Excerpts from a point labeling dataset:
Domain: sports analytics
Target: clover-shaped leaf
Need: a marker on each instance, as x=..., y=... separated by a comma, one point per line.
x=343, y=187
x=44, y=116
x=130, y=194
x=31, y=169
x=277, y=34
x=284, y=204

-- WRITTEN TASK --
Lay out every line of the records above as a numbered list, leaving out any blank lines.

-- ANSWER TO THIS EXERCISE --
1. Domain: sports analytics
2. Target: clover-shaped leaf
3. Need: a marker on each instance, as x=..., y=... separated by a comma, one point per line.
4. x=343, y=187
5. x=44, y=116
6. x=130, y=194
7. x=31, y=169
8. x=277, y=34
9. x=284, y=204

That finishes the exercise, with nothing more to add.